> [Short exercise A]: In the rows, from the line with "Task: point to every instance of the yellow daisy" to the line with "273], [133, 206]]", replace "narrow" with "slender" and return those lines with nothing else changed.

---------- Selected excerpt

As a young woman, Plath’s poems illustrate the dystopia that one constantly feels and experiences in everyday life that is enabled in part through the workings of gendered prejudices that the society continues to hold. The negligent, controlling and abusive fathe and later husband legitimise her fears of losing control over her own life; the constant pressure of being a certain kind of woman conforming to the gender roles and norms restricts her from experiencing the freedom that she is denied in the patriarchal settings of the world. Thus, the dystopia of the self is not in isolation from the dystopian exterior where the gendered self finds itself at a disadvantage and deprived. It is an understated fact that societal norms and practices contribute to poor mental health in women.  In her other popular work The Bell Jar, Plath portrays what it means to be a woman in 1950s America. For instance, the social expectations of women to be chaste until marriage while allowing men sexual freedom lays bare the problematic notions about womanhood. 

The above mentioned themes in Plath’s writings present a dark and grim picture of human life and condition. However, it is in despair that creativity thrives. Plath’s poems read almost like a eulogy to herself- wanting death and destruction and being in awe of it. The condition in which her mind works against herself and her very being captures something intimate that speaks to an audience that finds itself equally tethered to uncertainty and hopelessness. The very being negates its existence to create an illusory purpose for itself, that is, to only deny any pleasure that comes with life. Plath’s poem compels us to think, ‘what is good in this life of bondage, slavery, oppression and pain?’ By using Holocaust metaphors, she aims to render the readers a reference point to her own emotions, thereby offering a hinge between the narrative of a tortured self and the harrowing political realities of the time. Having battled depression for three decades of her life, Plath’s loneliness and withdrawal from the world point to the alienation that one feels in the modern world. Especially in the more modern times of social media, where, despite connectivity, the lack of real connection to fellow human beings and to oneself reveals a more sinister way of life. The lack of real emotions and feelings that constitute the very being of human life is replaced by the illusory sense of ‘connectivity’. The number of friends on Facebook may not add or even account for actual friends in real life. Instagram makes us think that everybody is happy around us and has a fulfilled life, which might as well be just a veneer. It is almost paradoxical that the medium that appeals to us as enhancing human connection ends up heightening the isolation and reclusiveness one already feels.

--------------------
---------- Material shown

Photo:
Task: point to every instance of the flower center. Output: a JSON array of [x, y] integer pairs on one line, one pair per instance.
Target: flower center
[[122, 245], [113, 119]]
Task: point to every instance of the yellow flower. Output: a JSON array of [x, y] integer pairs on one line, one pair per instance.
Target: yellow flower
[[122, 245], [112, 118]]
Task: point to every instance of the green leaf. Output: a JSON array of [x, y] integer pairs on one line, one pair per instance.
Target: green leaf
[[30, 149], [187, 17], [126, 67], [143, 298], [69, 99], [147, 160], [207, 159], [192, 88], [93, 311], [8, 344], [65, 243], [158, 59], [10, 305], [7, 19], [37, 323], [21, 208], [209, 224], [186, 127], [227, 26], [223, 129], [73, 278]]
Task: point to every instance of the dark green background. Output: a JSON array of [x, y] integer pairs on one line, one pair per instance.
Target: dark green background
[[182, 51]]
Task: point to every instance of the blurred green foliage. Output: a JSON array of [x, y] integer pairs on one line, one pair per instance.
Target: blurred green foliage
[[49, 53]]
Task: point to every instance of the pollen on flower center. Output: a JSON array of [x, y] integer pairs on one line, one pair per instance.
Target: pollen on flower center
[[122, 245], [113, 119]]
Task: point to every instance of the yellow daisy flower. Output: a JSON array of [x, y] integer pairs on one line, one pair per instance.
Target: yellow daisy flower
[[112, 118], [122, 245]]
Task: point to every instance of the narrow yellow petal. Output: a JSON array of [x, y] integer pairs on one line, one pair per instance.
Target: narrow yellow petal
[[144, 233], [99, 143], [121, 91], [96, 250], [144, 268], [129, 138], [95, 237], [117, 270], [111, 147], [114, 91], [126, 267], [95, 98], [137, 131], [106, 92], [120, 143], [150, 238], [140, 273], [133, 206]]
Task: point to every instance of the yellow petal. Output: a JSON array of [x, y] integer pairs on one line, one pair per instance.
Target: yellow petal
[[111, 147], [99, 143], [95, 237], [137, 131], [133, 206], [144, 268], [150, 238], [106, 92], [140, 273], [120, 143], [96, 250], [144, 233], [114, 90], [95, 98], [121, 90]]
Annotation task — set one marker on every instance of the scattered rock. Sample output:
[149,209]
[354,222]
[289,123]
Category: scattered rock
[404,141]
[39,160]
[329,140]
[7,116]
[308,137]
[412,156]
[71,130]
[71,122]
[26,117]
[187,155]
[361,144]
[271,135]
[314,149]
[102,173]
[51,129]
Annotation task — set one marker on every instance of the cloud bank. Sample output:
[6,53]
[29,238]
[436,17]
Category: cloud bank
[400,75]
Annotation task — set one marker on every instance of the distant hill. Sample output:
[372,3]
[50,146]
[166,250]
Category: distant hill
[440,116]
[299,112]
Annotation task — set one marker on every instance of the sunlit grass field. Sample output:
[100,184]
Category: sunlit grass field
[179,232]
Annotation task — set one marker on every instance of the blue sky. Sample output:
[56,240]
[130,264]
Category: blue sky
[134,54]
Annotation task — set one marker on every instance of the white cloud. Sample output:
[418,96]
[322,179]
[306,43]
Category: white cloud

--------------------
---------- Material shown

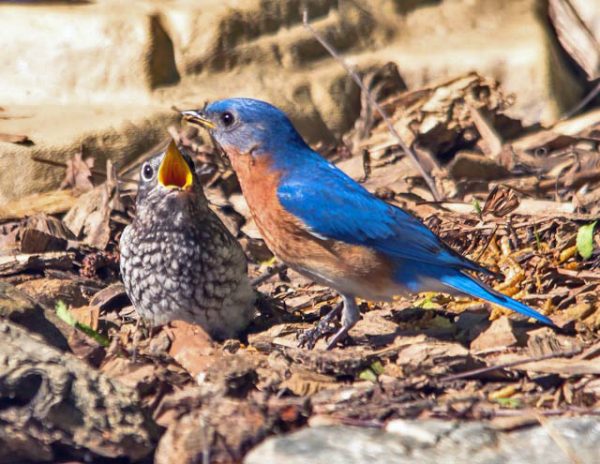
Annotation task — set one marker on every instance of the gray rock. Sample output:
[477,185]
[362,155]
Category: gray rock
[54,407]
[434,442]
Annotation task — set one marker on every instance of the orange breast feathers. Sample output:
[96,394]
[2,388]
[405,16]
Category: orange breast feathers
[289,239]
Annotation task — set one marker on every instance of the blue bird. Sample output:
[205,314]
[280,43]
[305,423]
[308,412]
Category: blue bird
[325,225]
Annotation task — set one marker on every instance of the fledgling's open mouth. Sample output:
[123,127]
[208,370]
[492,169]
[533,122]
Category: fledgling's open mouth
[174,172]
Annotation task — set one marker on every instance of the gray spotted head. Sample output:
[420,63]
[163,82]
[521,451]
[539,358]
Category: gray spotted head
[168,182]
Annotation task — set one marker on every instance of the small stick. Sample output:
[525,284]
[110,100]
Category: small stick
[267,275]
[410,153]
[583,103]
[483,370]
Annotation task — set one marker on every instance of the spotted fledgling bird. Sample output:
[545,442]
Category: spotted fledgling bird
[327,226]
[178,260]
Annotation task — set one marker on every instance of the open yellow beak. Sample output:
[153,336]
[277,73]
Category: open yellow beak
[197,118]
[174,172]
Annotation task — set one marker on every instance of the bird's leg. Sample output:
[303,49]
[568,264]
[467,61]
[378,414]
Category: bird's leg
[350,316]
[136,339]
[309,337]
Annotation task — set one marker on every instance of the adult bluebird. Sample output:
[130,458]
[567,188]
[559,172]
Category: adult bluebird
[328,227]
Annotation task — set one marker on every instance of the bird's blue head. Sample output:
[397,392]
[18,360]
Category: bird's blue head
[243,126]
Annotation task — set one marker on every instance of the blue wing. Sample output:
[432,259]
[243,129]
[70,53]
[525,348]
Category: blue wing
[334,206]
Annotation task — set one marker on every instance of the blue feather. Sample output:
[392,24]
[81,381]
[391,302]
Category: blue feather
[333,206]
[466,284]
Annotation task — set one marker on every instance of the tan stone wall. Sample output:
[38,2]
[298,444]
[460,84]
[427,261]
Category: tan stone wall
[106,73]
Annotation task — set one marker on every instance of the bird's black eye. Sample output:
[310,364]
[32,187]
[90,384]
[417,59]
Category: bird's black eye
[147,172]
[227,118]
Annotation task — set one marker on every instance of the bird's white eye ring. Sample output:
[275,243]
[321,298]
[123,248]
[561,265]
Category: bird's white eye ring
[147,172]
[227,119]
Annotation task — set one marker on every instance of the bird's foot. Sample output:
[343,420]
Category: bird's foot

--------------------
---------- Material shown

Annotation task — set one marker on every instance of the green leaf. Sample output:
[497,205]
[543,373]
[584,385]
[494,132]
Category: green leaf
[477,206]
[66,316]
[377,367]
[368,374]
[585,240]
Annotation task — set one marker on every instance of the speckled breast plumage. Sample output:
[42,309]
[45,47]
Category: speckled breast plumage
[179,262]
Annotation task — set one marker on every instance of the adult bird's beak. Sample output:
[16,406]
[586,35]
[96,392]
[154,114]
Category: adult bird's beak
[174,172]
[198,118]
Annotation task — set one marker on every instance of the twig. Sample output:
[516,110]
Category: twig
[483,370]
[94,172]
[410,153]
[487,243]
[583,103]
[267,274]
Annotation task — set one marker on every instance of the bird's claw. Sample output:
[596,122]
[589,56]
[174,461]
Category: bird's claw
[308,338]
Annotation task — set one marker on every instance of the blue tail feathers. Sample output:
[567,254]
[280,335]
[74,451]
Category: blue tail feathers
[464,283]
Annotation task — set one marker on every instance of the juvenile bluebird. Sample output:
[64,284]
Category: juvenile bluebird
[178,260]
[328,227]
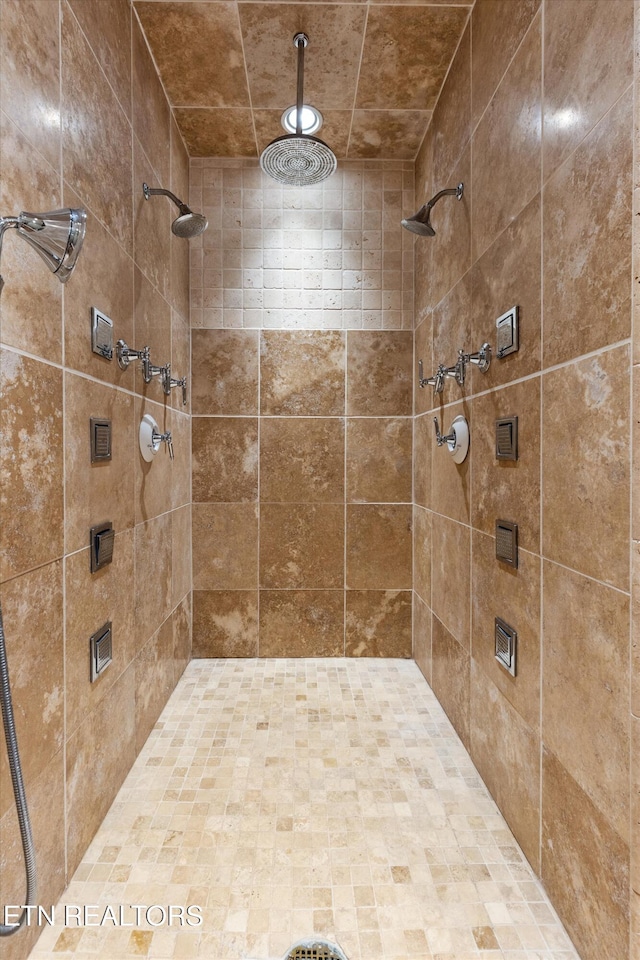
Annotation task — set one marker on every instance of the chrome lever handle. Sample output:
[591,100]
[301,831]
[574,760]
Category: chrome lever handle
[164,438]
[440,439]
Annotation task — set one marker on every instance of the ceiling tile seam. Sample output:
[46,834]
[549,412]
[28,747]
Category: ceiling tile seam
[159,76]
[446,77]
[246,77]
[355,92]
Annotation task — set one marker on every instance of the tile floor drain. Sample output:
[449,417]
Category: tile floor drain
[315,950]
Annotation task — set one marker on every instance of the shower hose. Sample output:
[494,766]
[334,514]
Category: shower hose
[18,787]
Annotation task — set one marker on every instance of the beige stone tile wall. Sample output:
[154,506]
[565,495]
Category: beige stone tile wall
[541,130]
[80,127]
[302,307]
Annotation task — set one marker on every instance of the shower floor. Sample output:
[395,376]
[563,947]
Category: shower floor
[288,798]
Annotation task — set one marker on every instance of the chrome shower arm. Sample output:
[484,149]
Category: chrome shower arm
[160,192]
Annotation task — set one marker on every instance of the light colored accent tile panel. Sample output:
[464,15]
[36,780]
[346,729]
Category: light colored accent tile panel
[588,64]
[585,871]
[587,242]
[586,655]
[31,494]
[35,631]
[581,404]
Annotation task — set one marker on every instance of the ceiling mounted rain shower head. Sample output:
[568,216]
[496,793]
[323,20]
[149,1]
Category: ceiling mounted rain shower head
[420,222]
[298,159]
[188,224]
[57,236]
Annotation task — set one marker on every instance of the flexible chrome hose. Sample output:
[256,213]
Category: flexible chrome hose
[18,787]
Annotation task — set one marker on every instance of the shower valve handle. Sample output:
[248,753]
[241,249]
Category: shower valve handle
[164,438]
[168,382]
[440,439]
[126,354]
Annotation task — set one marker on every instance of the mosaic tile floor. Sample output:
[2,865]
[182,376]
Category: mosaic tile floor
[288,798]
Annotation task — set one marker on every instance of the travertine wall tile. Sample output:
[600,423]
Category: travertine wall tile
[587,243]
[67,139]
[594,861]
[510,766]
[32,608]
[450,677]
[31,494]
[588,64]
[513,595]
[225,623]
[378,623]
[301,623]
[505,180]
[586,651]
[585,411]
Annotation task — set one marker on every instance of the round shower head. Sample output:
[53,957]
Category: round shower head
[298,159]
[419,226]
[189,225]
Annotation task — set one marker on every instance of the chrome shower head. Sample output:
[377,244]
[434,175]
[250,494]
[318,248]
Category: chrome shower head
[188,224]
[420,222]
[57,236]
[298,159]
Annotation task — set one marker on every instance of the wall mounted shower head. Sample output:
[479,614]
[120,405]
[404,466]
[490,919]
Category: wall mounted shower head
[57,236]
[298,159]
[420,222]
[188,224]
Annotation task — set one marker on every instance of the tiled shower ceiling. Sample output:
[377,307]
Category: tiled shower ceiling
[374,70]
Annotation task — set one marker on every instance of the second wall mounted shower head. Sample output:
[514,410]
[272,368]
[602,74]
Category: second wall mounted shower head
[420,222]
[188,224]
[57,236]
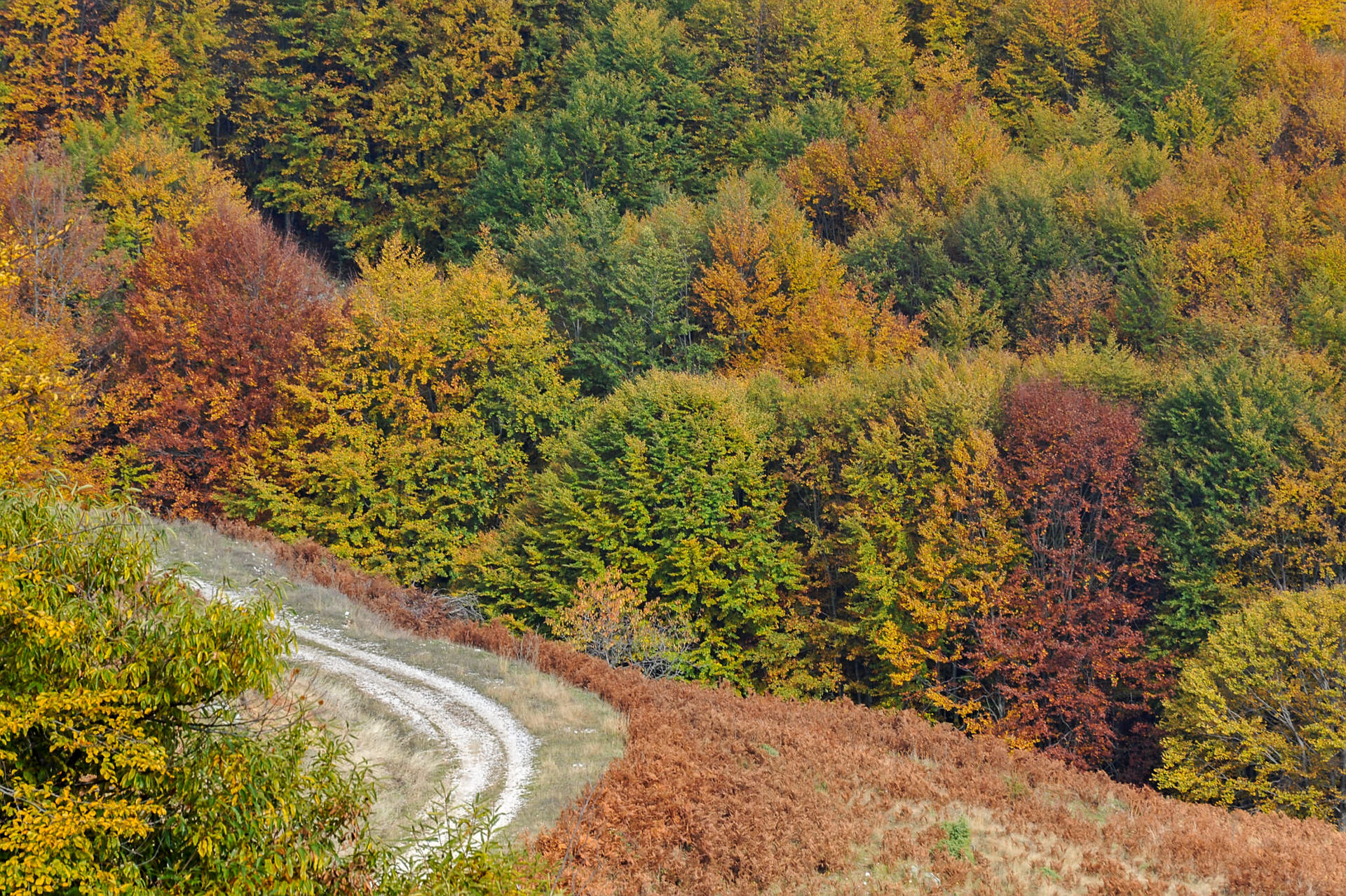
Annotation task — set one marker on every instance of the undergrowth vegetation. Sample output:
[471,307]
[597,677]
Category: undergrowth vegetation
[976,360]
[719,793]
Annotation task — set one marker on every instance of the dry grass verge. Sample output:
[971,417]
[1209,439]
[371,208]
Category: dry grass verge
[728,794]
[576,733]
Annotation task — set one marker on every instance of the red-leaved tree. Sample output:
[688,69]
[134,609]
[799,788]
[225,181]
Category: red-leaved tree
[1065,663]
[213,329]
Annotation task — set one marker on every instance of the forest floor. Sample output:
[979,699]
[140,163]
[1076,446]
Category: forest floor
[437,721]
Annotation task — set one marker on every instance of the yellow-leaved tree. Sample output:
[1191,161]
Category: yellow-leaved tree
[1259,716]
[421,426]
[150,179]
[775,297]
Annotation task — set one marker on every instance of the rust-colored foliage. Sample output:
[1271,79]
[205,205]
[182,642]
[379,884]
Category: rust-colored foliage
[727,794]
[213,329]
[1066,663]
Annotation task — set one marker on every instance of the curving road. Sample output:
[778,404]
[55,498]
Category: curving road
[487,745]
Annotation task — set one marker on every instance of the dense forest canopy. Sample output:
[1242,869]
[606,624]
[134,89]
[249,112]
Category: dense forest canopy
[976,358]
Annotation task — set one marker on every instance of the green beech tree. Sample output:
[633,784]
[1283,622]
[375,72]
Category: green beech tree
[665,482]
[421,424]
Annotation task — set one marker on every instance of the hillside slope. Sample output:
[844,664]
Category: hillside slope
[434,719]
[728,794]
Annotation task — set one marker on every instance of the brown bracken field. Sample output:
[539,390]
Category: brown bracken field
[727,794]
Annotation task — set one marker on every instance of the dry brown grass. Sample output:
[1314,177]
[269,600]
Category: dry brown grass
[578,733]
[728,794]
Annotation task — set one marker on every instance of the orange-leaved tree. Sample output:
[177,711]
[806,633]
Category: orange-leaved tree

--------------------

> [Short exercise B]: Summarize the passage on Plath in two sentences.

> [Response A]:
Task: point to every instance of the yellow daisy flower. Output: a JSON array of [x, y] integer pairs on one line, one pair per instance.
Target: yellow daisy flower
[[112, 118], [122, 245]]
Task: point to every instance of the slender yellow petal. Output: a JSON array of [x, y] integer pairs on one line, one pair per instance.
Target: slender yellow petal
[[144, 233], [99, 143], [121, 91], [96, 250], [144, 268], [129, 138], [95, 237], [117, 270], [111, 147], [114, 91], [126, 267], [95, 98], [137, 131], [106, 92], [120, 143], [150, 238], [140, 273], [133, 206]]

> [Response B]: Plath's poems portray a dystopia of the self that is inseparable from the gendered prejudices and patriarchal pressures of her society, which The Bell Jar also exposes in 1950s America. Her despairing, death-haunted writing speaks to readers tethered to uncertainty and hopelessness, and her loneliness points to a modern alienation that social media heightens despite its promise of connection.